## [Document text]
Sometimes Barb and I drive past a radiantly green lawn or field and she suggests that the owner has planted rye grass which, she tells me, grows quickly and looks good in a hurry. It’s pretty, and it’s passing. But not all growing things are so ephemeral.
One day I stood before a tree that was estimated to be about 3500 years old. Standing there, I realized that this bald cypress tree, distinguished by the name The Senator, had been alive when Moses led the Israelites out of Egypt. It was a mature tree before Homer chronicled the journeys of Ulysses. It grew and persevered while Rome rose and fell, and the Renaissance flourished and floundered. I didn’t simply admire this tree; I was moved to awe in its presence, as I was then moved to tears two weeks later when a drug addict burned The Senator to the ground.
Later, Andrew Peterson in his book The God of the Garden1 helped me to see the wonder that is every tree. Trees come in endless varieties, shapes, and colors. They’re found in nearly every habitat. Trees, I’m told, are replenishing the atmosphere with good things while communicating with other trees through a mysterious fungal network. And truth be told, I sit in a house made of trees and eat at a table made of trees. I might read a read book made from trees2 while I pour syrup made from trees over pancakes garnished with pecans that grew on trees. Every tree, in its own way, is an awesome thing.
When we moved into our house eight years ago, we sadly had to remove the two laurel oak trees growing in our small front yard because they were dying. And yet, this wasn’t the end. Dying grass may be ripped up and disposed of, but trees can live on. I was able to take the wood from these trees and, among other things, build two nightstands. The nightstands by our bed once grew in our front yard. That is a thing of awe.
The laurel oaks were replaced with a Florida maple which though once not much taller than the men who planted it, now towers above our house. We chose maple, no doubt, because of the warmth of association we both felt toward the maple trees of our northern childhoods. Trees create connections like that.
We have other trees.
The crapemyrtle my son and I gave Barb for Mother’s Day several years ago produces bright red blossoms that contrast beautifully with its dark leaves.
Growing in the corner of our back yard it looks, admittedly, something like an overgrown bush. The University of Florida Extension Service, however, categorizes it as a tree,3 and it carries something of that grandeur.
Unquestionably a tree is our eastern red cedar, for which I have a particular affection.

## [Directions for this task]
Continue the essay on trees from its final sentence about the eastern red cedar.

[Items from a data source]

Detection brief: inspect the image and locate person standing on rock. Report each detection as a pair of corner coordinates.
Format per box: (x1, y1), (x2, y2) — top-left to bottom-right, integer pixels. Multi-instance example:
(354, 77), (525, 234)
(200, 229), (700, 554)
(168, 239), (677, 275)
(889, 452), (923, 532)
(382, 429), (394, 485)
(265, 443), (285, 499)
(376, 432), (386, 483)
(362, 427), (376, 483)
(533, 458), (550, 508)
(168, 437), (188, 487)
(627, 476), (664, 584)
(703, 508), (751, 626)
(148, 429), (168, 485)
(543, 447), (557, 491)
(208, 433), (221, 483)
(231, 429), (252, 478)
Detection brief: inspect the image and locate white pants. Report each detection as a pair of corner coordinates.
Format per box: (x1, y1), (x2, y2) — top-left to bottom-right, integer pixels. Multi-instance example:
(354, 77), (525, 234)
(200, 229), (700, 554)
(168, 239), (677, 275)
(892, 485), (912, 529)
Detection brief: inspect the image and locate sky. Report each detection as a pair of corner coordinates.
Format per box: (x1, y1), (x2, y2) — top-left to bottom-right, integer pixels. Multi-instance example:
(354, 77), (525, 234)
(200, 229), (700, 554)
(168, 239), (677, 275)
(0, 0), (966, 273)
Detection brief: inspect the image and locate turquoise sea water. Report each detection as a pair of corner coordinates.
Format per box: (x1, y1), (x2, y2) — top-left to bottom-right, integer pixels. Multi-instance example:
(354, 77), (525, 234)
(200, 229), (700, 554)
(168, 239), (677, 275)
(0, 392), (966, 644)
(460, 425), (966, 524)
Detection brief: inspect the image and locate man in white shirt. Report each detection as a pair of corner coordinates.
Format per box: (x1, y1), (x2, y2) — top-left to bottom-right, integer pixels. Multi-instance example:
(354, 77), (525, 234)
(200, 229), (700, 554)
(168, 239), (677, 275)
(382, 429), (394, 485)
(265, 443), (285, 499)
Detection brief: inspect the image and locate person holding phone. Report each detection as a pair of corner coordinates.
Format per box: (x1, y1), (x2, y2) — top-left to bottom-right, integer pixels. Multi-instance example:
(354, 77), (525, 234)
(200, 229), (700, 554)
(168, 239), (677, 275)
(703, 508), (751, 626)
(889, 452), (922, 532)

## [Task result]
He (yes, we personalize our trees) came into our house, literally, in December of 2022 when I, in a fit of economic and sustainability inspiration, brought him home as a suitable, but scrawny, living Christmas tree. I argued that he could live in his pot through the year and be used again as a Christmas tree the following Christmas. He admittedly didn’t look like much, and so one Christmas was all Barb could tolerate. Banished to our back porch and met with passive neglect, he nevertheless refused to die. He just sort of persisted. Early this year Barb gently suggested that it was time for him to go. I argued for clemency, and so we agreed on banishment in place of sylvanicide. We exiled him to the far side of our backyard where, unpotted, he’s begun to thrive. It’s a delight to see this one once so troubled begin to prosper.
A couple of years ago while enjoying a piece of cinnamon toast at breakfast, I mused to Barb, “I wonder if I could grow a cinnamon tree.”
“Cinnamon trees don’t grow in Florida,” Barb declared with all the proper authority of one who had grown up on a farm. I argued for the possibility, but we left it there.
Later that day, tickled by the irony, she forwarded to me the digital flyer from our local nursery. They had cinnamon trees in stock and ready for purchase. Given our breakfast conversation we couldn’t not buy one.
She (yes, this one is a “she”) wasn’t much more than two feet tall when we brought her home. Now, planted happily in a corner of our patio, she’s fourteen feet going on forty.
People ask if we’ll ever get cinnamon out of her. The cinnamon comes from the bark and harvesting it is a radical act, so the answer is “probably not.” But that’s okay. We’ve already gotten joy4 from her, and what more could we ask?
Such joy will come, we hope, to those who will live here after we are gone. Trees, unlike something merely showy like rye grass, last. They inhabit time like few other things. These which have been our friends will, we hope, befriend others. These others will sit in their shade, wonder at their vitality, and create with them their own memories.
What, though, does any of this have to do with pastoral ministry?
Perhaps everything.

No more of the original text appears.